_Task description:_ Where the listing below has a line with "Target: tarp", write out exactly that line and every line after it, stopping after the line with "In the photo above, where can the motorcycle be".

_Records provided:_
----------------------------------------

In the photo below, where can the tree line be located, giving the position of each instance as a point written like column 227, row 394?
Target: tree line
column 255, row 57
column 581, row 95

----------------------------------------

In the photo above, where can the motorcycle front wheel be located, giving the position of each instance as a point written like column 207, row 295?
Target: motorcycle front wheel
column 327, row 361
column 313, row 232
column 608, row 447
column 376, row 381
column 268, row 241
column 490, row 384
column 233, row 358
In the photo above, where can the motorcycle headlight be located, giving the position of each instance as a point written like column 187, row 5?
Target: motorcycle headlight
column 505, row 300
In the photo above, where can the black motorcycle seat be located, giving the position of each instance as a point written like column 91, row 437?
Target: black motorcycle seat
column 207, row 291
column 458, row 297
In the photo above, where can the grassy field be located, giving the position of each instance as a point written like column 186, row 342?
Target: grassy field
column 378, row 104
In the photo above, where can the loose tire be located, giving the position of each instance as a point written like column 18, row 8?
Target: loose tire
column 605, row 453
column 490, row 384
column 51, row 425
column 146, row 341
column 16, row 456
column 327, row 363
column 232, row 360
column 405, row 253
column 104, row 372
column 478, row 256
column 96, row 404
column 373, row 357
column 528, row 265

----------------------------------------

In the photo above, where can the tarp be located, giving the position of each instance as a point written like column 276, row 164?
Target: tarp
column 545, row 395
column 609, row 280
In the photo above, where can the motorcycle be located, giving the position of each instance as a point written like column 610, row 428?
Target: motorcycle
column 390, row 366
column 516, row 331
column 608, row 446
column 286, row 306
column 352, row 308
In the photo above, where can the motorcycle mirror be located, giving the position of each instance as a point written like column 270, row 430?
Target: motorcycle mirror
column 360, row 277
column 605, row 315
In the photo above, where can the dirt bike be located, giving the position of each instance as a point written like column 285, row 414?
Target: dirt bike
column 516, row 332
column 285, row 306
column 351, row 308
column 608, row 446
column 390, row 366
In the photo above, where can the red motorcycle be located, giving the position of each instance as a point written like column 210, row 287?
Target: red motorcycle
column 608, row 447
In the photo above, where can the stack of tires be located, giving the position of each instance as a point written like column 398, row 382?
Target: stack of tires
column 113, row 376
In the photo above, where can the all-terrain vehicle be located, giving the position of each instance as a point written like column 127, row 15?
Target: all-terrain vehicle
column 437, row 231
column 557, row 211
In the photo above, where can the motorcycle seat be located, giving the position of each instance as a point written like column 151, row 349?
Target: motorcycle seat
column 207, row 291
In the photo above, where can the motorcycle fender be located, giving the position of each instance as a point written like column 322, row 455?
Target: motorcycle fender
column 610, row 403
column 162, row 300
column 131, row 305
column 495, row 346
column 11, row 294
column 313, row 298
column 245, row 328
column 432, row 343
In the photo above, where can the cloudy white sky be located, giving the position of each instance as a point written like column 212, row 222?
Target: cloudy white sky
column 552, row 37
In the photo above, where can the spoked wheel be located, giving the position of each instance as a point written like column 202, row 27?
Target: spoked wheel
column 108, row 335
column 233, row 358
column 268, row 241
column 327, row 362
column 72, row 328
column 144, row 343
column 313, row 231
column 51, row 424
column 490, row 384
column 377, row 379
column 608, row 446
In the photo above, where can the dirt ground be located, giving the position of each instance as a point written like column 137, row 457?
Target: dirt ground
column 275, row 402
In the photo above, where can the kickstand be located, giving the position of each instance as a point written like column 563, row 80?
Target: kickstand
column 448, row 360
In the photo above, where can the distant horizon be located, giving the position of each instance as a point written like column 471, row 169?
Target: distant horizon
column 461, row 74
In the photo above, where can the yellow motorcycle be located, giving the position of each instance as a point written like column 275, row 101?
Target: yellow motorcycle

----------------------------------------

_Response to this task:_
Target: tarp
column 545, row 395
column 609, row 280
In the photo above, where can the motorcycle be located, giving the position of each instance as a point written like column 610, row 428?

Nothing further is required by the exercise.